_Fragmento elegido_:
Divulgación
¿Dónde están las pibas en los estudios de juventudes?
Pensar en los estudios de juventudes en el marco del 25 de noviembre, Día Internacional de la No Violencia contra las Mujeres, nos impone el desafío de revisar este campo de conocimientos con los lentes críticos de quienes deseamos fervientemente que no desaparezca ni una piba más en manos de las redes de trata, que efectivamente no haya una muerta más, que las mujeres dejemos de abortar en la clandestinidad.
Es decir, nos presenta el desafío de volver a mirar el campo de los estudios de juventudes en busca de pistas que contribuyan a decir no a las violencias contra las mujeres.
Las Ciencias Sociales cuentan con un amplio desarrollo de estudios sobre las juventudes, en especial desde la sociología. En nuestro país, el retorno democrático se presentó como un punto de inflexión para el crecimiento de los mismos y se fue configurando un universo multicolor de perspectivas y abordajes de las juventudes, generando un consenso sobre la necesidad de no hablar de la juventud en singular, como si fuera algo homogéneo, sino hablar de las juventudes –en plural–, ya que las mismas son diversas, heterogéneas y están en permanente construcción.
Si nos detenemos a revisar los estudios de juventudes atendiendo a cómo han abordado a los jóvenes y las jóvenes, encontramos que la mayoría ha desarrollado trabajados que prestan más atención a los varones, a quienes toman como modelos, invisibilizando a las mujeres. Por otro lado, cuando se las incorpora, se lo hace sobre todo en los análisis sobre salud sexual y reproductiva, ya sea embarazo, conductas sexuales o transmisión de enfermedades.
Esto ha configurado un escenario donde, por un lado, aparece lo juvenil-masculino como universal y, por el otro, se presenta a las chicas como cuerpos biologizados. A la vez, encontramos estudios particulares que abordan las maneras en que las diferencias de género y sexualidades influyen en la consolidación de diferencias (y jerarquías) entre varones y mujeres. Sin embargo, los mismos han sido formulados desde una concepción binaria de las identidades y expresiones de género. Entendemos que se debe al predominio de una asunción (tácita) del punto de vista androcéntrico como supuesto epistemológico de partida, que postula a lo masculino como molde universal, toma los géneros como algo natural desde una perspectiva binaria y no reconoce –o lo reconoce como “anormal”– lo que queda fuera de ese molde.

_Material dado_:
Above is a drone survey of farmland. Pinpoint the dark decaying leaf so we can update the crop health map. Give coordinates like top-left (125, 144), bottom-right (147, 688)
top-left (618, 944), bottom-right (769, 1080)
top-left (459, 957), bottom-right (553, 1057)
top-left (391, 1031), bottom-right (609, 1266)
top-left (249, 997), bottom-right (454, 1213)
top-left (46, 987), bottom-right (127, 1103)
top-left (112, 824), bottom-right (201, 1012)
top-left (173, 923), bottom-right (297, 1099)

_Consigna_: Indica si cada afirmación coincide con el fragmento sobre los estudios de juventudes, respondiendo sí o no y citando literalmente las palabras del texto que lo deciden: (a) la mayoría de esos estudios presta más atención a los varones que a las mujeres; (b) en las Ciencias Sociales, el desarrollo de los estudios sobre juventudes proviene sobre todo de la psicología; (c) los estudios que abordan las diferencias de género parten de una concepción no binaria de las identidades. Este material no interviene aquí.

_Respuesta escrita_:
(a) Sí: «prestan más atención a los varones, a quienes toman como modelos, invisibilizando a las mujeres».
(b) No: «en especial desde la sociología».
(c) No: «han sido formulados desde una concepción binaria de las identidades y expresiones de género».